> _DOCUMENT SECTION_:
------
An important reason that 3D cell cultures are often selected as the culturing configuration is that they more closely mimic the chemical microenvironments in vivo. For example, ovarian cancer cells cultured as multicellular aggregates have mRNA gene expression patterns that more closely mimic in vivo tumors compared to 2D monolayers, especially if the 3D culture is allowed to adhere to a collagen surface. (6) There is also evidence that 3D cultures promote the viability of stem cells in culture. Human adipose-derived mesenchymal stem cells (MSCs) were cultured in 2D monolayers or in 3D spheroids. The MSCs cultured in 3D were found to secrete higher levels of antifibrotic factors like insulin growth factor 1 (IGF-1) and interleukin-6 (IL-6), which are helpful in treating fibrosis. (19) Similarly, MSCs cultured in 3D spheroids instead of 2D monolayer cultures were found to survive better and display improved therapeutic effects when injected in sites of acute kidney injury. (20) In addition, Gaedtke et al. performed proteome analysis on low-passage colon carcinoma cells cultured as multicellular spheroids versus monolayers, and identifies differences in protein expression levels relevant to tumor cell proliferation, survival, and chemoresistance. (21)
------
> _Source data_:
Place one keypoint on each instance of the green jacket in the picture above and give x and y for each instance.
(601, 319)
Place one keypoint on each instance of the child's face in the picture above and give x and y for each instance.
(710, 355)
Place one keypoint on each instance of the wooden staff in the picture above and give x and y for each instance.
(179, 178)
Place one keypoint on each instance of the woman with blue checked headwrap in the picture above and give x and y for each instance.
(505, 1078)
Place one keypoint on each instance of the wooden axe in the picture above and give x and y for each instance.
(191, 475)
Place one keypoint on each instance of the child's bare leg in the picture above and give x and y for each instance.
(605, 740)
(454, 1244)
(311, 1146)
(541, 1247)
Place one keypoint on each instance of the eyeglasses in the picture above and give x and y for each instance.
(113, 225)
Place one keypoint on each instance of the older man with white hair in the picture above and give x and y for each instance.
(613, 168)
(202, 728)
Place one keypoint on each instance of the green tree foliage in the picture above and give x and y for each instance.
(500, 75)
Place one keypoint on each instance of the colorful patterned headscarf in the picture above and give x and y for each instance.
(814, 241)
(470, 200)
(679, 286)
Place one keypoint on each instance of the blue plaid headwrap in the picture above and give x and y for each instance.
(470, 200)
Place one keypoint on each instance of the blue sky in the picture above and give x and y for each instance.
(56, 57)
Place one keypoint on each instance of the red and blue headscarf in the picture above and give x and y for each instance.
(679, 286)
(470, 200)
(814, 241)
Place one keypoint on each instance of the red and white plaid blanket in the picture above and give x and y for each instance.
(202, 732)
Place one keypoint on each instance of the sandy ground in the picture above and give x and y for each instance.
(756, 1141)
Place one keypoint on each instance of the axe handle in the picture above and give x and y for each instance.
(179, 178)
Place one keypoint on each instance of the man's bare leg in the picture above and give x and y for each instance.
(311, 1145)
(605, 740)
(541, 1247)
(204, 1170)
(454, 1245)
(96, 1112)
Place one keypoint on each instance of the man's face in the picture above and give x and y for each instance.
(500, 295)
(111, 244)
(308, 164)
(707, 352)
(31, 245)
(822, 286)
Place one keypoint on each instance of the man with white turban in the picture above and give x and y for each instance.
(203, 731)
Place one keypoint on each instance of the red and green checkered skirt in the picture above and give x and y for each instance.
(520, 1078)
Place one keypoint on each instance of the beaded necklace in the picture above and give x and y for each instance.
------
> _REQUIREMENT 1_: In one to three sentences, explain why the passage on 3D cell cultures counts the higher output of IGF-1 and IL-6 by MSCs grown as 3D spheroids as a benefit.
> _REQUIREMENT 2_: Continue the passage on 3D cell cultures from its last sentence.

> _RESPONSE BOX 1_: IGF-1 and IL-6 are antifibrotic factors, which help in treating fibrosis. MSCs cultured in 3D spheroids secreted higher levels of them than MSCs grown in 2D monolayers.

> _RESPONSE BOX 2_:
Given these intriguing differences between 2D and 3D cultured cells, previous studies have compared the global proteomes for the two types of cultures. The proteomes of 2D and 3D cultured gliomas cells were quantitatively compared and notable differences were observed in immune response pathways. (22) Hepatocellular carcinoma cells grown in 3D instead of 2D culture configurations showed differences in adhesion proteins and matrix metalloproteinases expression patterns. (11) Similarly, human parotid gland cells expressed higher levels of amylase and aquaporin proteins when cultured in 3D instead of 2D monolayers. (23)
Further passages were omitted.